#### WHAT THE TASK ASKS:
Write the records out again, precisely as they stand.

<<<<

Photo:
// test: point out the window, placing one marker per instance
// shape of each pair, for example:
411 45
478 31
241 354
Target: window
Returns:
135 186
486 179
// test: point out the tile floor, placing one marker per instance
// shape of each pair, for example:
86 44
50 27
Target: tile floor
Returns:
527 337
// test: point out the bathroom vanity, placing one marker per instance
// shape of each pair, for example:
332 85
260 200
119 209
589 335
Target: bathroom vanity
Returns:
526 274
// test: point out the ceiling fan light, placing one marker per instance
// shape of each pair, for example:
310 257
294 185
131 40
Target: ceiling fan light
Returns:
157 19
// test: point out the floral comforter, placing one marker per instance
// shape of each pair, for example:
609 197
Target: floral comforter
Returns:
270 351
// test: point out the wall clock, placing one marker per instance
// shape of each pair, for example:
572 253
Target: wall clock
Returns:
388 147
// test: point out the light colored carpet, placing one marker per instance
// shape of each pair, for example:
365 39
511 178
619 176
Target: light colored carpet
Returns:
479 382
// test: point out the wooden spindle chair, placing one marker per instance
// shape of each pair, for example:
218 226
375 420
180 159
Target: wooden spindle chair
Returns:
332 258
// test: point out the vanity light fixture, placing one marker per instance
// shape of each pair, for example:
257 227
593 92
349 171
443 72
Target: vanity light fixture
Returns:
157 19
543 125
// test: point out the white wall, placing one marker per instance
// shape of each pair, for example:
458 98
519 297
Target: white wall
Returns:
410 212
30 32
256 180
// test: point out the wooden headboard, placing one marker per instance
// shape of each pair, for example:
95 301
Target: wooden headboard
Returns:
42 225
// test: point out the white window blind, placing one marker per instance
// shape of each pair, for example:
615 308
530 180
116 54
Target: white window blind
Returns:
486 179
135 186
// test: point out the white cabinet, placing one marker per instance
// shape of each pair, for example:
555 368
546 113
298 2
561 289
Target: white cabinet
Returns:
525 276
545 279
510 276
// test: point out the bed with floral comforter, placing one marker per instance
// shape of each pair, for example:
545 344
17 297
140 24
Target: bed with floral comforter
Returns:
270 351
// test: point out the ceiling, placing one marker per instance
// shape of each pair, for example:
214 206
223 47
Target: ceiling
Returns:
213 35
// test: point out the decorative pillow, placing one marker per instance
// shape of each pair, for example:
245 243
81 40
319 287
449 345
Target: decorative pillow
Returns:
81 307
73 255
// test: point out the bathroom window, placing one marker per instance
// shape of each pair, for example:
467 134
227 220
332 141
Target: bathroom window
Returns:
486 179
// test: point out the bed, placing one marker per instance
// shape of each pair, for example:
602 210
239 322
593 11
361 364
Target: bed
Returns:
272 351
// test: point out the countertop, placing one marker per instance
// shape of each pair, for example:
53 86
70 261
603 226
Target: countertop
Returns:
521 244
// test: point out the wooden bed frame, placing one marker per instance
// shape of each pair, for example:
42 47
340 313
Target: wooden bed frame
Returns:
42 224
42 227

>>>>

#### SOLUTION TO THE PROBLEM:
Photo:
// test: point out the window, placing one marker per instance
// shape of each pair, for example:
411 45
478 31
241 354
Target: window
Returns:
135 186
486 179
// test: point out the tile floor, placing one marker per instance
// shape of each pair, for example:
86 44
50 27
Target: tile floor
Returns:
527 337
// test: point out the bathroom vanity, placing one marker per instance
// shape of each pair, for example:
332 85
260 200
119 209
589 335
Target: bathroom vanity
Returns:
526 274
// test: point out the ceiling fan light, placing one marker per instance
// shape of each pair, for example:
310 257
294 185
131 40
Target: ceiling fan light
Returns:
157 19
// test: point out the floral comforter, placing one marker per instance
// shape of each pair, for example:
609 197
Target: floral comforter
Returns:
270 351
// test: point out the wall clock, placing one marker per instance
// shape of each pair, for example:
572 253
Target: wall clock
Returns:
388 147
// test: point out the light colored carpet, placing one marker per instance
// shape of each pair, for example:
365 39
511 178
619 176
Target: light colored carpet
Returns:
479 382
// test: point out the wooden spindle chair, placing one marker per instance
// shape of each pair, for example:
218 226
375 420
180 159
Target: wooden spindle chair
Returns:
332 258
// test: point out the vanity light fixture, placing one marker per instance
// shape of each pair, for example:
257 227
593 92
349 171
443 72
Target: vanity light fixture
Returns:
157 19
543 125
// test: point out the white wall, placing one marker per instance
// shape of each pair, for example:
458 98
519 297
Target: white wall
Returns:
410 212
30 32
256 180
// test: point out the wooden headboard, placing one marker per instance
// shape of each pair, for example:
95 301
Target: wooden headboard
Returns:
42 225
// test: point out the white window blind, placing one marker per instance
// shape of each pair, for example:
615 308
530 180
116 54
Target: white window blind
Returns:
486 179
135 186
// test: point out the white cabinet, placing one marker per instance
// shape of each pair, for example:
555 368
546 113
298 2
561 289
Target: white cabinet
Returns:
525 276
545 279
510 276
// test: point out the bed with floral comforter, placing one marker per instance
// shape of each pair, for example:
545 344
17 297
140 24
Target: bed with floral comforter
Returns:
270 351
// test: point out the ceiling, placing one marker per instance
// shape of each pair, for example:
214 206
223 47
Target: ceiling
Returns:
213 35
// test: point out the decorative pillow, placing one marker per instance
// shape of each pair, for example:
245 243
81 40
319 287
449 345
Target: decorative pillow
Returns:
81 307
73 255
// test: point out the bathroom window, placing one marker per instance
// shape of each pair, for example:
467 134
227 220
332 141
Target: bathroom window
Returns:
486 179
// test: point out the bed, placing one marker per instance
// shape of each pair, for example:
602 210
239 322
593 11
361 364
Target: bed
Returns:
272 351
// test: point out the countertop, placing one marker per instance
// shape of each pair, for example:
53 86
70 261
603 226
Target: countertop
Returns:
521 244
// test: point out the wooden bed frame, placing one marker per instance
// shape of each pair, for example:
42 47
340 313
Target: wooden bed frame
Returns:
42 224
42 227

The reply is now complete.